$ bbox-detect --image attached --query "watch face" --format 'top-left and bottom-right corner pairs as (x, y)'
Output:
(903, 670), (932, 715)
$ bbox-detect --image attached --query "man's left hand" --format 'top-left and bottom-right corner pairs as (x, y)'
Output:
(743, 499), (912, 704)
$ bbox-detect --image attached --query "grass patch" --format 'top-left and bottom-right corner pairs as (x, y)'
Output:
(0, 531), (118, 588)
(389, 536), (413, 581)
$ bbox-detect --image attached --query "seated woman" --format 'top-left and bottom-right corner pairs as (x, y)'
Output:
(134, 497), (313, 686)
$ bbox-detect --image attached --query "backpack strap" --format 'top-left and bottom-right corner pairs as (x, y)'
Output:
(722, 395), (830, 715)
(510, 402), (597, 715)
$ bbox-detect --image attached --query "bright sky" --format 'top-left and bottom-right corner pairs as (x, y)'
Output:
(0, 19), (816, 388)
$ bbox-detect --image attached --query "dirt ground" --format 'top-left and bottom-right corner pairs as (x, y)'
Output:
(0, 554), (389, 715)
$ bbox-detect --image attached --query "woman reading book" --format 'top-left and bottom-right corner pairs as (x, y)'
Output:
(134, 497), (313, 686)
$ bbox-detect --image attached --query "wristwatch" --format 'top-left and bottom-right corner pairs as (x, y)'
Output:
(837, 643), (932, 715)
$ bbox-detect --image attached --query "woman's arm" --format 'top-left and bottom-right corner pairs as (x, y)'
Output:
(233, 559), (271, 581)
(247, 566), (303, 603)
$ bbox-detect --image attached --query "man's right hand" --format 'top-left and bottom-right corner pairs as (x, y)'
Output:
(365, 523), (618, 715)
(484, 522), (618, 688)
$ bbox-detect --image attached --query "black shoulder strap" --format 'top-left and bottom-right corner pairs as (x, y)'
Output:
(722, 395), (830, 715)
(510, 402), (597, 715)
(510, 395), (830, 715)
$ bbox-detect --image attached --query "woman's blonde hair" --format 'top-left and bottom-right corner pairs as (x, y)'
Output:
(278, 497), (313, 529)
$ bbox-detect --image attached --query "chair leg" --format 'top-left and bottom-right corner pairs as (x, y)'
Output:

---------------

[THE PROBLEM] Pick out every line of the listing above that contains the string "woman", and copy each of those lines. Case counts.

[RESPONSE BELOW]
$ bbox-detect --image attached --query "seated woman" --format 'top-left and bottom-right corner pairs as (x, y)'
$ bbox-detect --image attached --query "woman reading book" --format 'top-left and bottom-right corner pairs as (x, y)'
$ bbox-detect --image attached --query "woman's arm" --format 'top-left and bottom-right corner pairs as (x, y)'
$ bbox-detect --image attached --query "woman's blonde hair" --format 'top-left and bottom-right corner pairs as (x, y)'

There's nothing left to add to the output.